SOURCE TEXT:
Our author Magnus Rosengarten talks to California-based artist EJ Hill about Trump, activism and the restorative potential of using the body in art
Renowned artists who have lived in the US for decades told us they are seriously considering not returning to the US as long as Donald Trump is in power. An influential curator from New York emailed us the day of the election, still completely in shock: “Winter in America. It’s certainly tough here. But folks feel ready to fight!“ We have received many similar statements by artists, curators, academics, writers – emotional, powerful, concerned reactions to the current status quo. In the new series “Don’t Mourn, Organize!” our question to them during the next couple of weeks and months will be: How can we form a creative perspective, how do we react by not solely concentrating on the uncertainties and crises but instead transforming ideas into platforms and strategies for change?
C&: James Hetfield, the front man of Metallica, recently said in an interview that the vote for Trump would not change anything about his work because he did not want to give this new government the power to influence his artistic work. What is your perspective on this in terms of your art? Will the vote impact your work?
EJ Hill: This vote will most definitely impact my work, but I am not sure to what degree. David Hammons once said that he doesn’t really like art at all, that he is more concerned with symbols, and art is just one context for engaging with, or challenging, the power of symbols. This election isn’t about one man or his administration. This is about everything he and his supporters symbolize, what they represent. And let’s be honest, what they represent is as old as America itself. So will the results of this election impact my work? Yes, undoubtedly, but I imagine the impact to be similar to that of November 7, 2016. Or like, any other Monday prior.
C&: What is your perspective on America’s current condition, your perspective as a citizen, as an artist? After all, is it really that new and unprecedented?

TO DO:
A. Return everything in the EJ Hill interview from "EJ Hill: This" down to "new and unprecedented?", copied word for word.
B. In the EJ Hill interview, who does Hill say once claimed not to really like art at all?
C. Write what comes next in the EJ Hill interview, starting right after its final line.

DATASET EXTRACT:

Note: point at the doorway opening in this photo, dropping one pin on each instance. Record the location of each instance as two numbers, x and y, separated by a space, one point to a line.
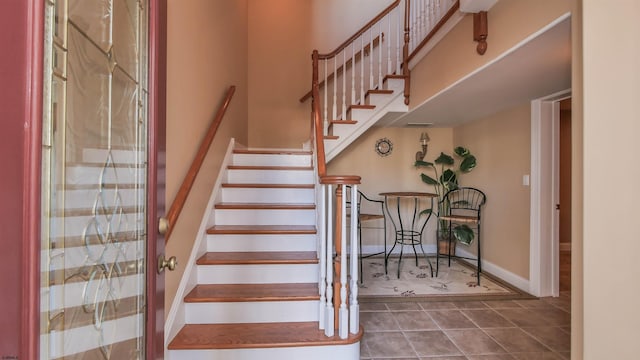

RESPONSES TO THE TASKS:
A.
EJ Hill: This vote will most definitely impact my work, but I am not sure to what degree. David Hammons once said that he doesn’t really like art at all, that he is more concerned with symbols, and art is just one context for engaging with, or challenging, the power of symbols. This election isn’t about one man or his administration. This is about everything he and his supporters symbolize, what they represent. And let’s be honest, what they represent is as old as America itself. So will the results of this election impact my work? Yes, undoubtedly, but I imagine the impact to be similar to that of November 7, 2016. Or like, any other Monday prior.
C&: What is your perspective on America’s current condition, your perspective as a citizen, as an artist? After all, is it really that new and unprecedented?

B. David Hammons

C.
EH: Exactly, no, none of this is new at all! And I think that’s what’s been the most frustrating part about all of this for me. The fact is that a lot of us – Black people specifically – have been living within this reality for a very long time, and fighting against it for just as long, but now that so-called left-leaning white people feel threatened, there seems to be a particular kind of urgency, a certain trend toward action. And it’s difficult sometimes not to view this all as some bizarre tagging-out-of-the-ring, you know? Part of me is thinking, “Where the hell have you been?”, but the other part of me is saying, “Okay, your turn.”
C&: As a performance artist, what role does your body play in your practice? What is your relationship to it?
EH: For me, performance is grounded in the attempt to negotiate the constant push and pull between presence and absence. And when you exist in a body that is rendered invisible by racist, heterosexist, misogynist, classist, or ableist structures, hyper-visibility becomes the paradoxical rule. It’s almost like, “You see me everywhere because you’re trying so hard not to”, and so, much of my performance work is in direct response to this. It’s important for me to insert my body into physical or ideological spaces where I may not be warmly welcomed, to ensure that I am seen, but perhaps more importantly, to ensure that we see ourselves.
C&: Do you see any healing or curative potential in performance art or practices that involve the body as an immediate instrument? Is there potential for more immediate contact with audiences?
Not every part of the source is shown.